* _Exercise goal_:
Return every line of the data below that contains the word "could". Case counts.

* _Available records_:
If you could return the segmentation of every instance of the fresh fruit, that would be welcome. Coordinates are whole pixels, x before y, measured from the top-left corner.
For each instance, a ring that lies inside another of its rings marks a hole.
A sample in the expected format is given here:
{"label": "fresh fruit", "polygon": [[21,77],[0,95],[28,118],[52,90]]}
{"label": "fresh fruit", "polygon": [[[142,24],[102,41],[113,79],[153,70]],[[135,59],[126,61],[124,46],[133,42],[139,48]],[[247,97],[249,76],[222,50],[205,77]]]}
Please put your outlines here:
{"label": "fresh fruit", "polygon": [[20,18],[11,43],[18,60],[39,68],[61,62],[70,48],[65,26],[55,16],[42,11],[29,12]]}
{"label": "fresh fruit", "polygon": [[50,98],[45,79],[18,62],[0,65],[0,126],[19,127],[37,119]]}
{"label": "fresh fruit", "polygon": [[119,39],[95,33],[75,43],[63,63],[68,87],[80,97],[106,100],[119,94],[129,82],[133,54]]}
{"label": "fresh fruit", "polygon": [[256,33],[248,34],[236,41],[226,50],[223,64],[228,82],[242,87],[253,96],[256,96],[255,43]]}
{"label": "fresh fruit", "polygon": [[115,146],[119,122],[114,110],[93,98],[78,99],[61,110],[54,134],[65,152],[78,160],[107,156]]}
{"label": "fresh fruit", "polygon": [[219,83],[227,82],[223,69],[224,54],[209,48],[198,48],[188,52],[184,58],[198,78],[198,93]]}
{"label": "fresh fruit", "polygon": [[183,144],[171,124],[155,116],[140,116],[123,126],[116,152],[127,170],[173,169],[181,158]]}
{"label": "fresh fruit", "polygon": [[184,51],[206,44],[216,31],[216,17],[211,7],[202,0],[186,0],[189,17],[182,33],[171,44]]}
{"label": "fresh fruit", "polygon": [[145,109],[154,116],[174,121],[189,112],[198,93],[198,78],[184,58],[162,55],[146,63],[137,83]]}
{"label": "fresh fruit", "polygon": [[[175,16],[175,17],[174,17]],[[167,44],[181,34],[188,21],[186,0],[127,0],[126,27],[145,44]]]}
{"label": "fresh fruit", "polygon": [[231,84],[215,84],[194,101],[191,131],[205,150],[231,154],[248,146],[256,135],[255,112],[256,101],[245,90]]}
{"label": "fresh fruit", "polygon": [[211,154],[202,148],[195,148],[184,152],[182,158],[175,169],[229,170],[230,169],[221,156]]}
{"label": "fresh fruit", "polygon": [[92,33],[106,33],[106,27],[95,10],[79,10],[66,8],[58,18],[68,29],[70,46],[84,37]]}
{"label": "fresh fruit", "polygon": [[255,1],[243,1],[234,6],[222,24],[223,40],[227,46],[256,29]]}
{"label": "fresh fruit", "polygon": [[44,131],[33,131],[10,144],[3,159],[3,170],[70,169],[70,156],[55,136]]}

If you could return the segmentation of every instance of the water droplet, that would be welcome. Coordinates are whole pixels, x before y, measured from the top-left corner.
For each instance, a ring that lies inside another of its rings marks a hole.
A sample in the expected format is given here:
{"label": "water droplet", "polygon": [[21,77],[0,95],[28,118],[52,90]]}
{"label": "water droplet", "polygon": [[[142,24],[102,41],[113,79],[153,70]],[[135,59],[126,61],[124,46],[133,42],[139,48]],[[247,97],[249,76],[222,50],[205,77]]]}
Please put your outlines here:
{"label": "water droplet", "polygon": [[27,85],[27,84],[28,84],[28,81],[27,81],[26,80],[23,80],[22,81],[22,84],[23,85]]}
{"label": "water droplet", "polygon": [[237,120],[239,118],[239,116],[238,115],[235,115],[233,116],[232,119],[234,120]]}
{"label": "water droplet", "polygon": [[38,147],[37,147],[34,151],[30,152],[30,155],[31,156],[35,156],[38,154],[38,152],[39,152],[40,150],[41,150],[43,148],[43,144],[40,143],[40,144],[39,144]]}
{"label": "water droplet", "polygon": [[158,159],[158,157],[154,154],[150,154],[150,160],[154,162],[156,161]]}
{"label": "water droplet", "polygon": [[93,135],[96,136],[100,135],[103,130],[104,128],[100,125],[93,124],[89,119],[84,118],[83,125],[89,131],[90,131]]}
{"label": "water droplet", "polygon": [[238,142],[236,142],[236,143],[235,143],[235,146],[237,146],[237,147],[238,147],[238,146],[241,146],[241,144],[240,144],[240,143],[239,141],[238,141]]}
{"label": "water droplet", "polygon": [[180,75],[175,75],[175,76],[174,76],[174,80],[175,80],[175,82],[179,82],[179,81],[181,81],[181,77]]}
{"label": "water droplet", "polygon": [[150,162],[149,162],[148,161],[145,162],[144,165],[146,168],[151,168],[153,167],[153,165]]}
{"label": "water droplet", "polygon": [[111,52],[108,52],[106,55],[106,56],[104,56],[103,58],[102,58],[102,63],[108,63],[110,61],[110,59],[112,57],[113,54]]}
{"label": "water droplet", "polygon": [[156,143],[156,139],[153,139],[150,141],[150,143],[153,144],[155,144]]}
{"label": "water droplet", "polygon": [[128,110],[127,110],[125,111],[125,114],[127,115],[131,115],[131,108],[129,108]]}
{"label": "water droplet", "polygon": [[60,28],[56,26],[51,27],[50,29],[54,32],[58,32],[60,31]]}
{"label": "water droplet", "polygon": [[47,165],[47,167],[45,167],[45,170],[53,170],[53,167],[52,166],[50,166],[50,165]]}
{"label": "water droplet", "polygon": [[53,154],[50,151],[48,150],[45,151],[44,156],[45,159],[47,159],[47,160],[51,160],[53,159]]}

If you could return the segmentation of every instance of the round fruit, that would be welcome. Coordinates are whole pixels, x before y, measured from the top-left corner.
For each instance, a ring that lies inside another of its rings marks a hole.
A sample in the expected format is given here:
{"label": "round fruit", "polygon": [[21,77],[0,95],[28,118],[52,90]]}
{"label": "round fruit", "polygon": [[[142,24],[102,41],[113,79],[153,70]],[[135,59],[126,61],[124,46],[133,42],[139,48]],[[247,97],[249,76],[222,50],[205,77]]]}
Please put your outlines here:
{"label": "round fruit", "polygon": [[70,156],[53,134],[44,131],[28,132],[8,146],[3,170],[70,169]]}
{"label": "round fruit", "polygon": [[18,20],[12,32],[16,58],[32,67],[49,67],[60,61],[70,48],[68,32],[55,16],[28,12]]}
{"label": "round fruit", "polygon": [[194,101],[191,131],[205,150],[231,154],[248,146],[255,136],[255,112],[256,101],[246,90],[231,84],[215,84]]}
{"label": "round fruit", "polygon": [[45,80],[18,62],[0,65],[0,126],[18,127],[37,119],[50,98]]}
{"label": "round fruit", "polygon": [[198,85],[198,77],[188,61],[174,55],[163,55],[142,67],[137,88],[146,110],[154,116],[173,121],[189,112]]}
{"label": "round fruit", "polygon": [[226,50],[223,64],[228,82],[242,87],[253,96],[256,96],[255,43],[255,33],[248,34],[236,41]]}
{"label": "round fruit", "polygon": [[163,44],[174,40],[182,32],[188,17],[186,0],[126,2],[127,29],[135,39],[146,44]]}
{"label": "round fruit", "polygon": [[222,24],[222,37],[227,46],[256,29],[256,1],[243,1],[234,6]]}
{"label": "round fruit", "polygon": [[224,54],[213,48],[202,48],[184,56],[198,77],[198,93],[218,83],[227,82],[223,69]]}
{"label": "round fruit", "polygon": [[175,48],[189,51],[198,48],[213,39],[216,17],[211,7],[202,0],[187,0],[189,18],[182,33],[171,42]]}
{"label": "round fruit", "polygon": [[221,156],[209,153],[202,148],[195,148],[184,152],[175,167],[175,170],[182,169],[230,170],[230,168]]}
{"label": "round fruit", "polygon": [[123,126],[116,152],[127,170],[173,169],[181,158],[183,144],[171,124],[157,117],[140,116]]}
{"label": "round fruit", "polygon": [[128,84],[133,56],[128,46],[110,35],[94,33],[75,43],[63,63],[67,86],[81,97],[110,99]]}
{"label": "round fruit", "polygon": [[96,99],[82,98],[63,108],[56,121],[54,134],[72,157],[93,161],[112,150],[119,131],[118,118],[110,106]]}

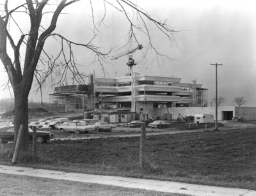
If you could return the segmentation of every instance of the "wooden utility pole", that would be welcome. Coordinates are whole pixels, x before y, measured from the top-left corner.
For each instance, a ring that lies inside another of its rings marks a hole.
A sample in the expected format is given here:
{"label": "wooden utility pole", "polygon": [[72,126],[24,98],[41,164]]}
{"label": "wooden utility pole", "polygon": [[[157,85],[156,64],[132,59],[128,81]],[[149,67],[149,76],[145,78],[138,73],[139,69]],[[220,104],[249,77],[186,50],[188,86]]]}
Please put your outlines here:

* _Solution_:
If you could return the segmentation of every instance of the fresh fruit, that would be welcome. Coordinates are whole pixels, x before y, measured from the top-left corner.
If you could return the segmentation of every instance of the water droplet, that would be welcome. Coordinates are whole pixels, x before y, measured from the top-left corner.
If you could return the segmentation of every instance of the round fruit, that would be welcome. Coordinates are whole pixels, x before y, measured from the top-left corner.
If you could return the segmentation of every instance of the "wooden utility pole", that would be welcome. Coordinates are whole pixels, x before y, measured from the top-left corner.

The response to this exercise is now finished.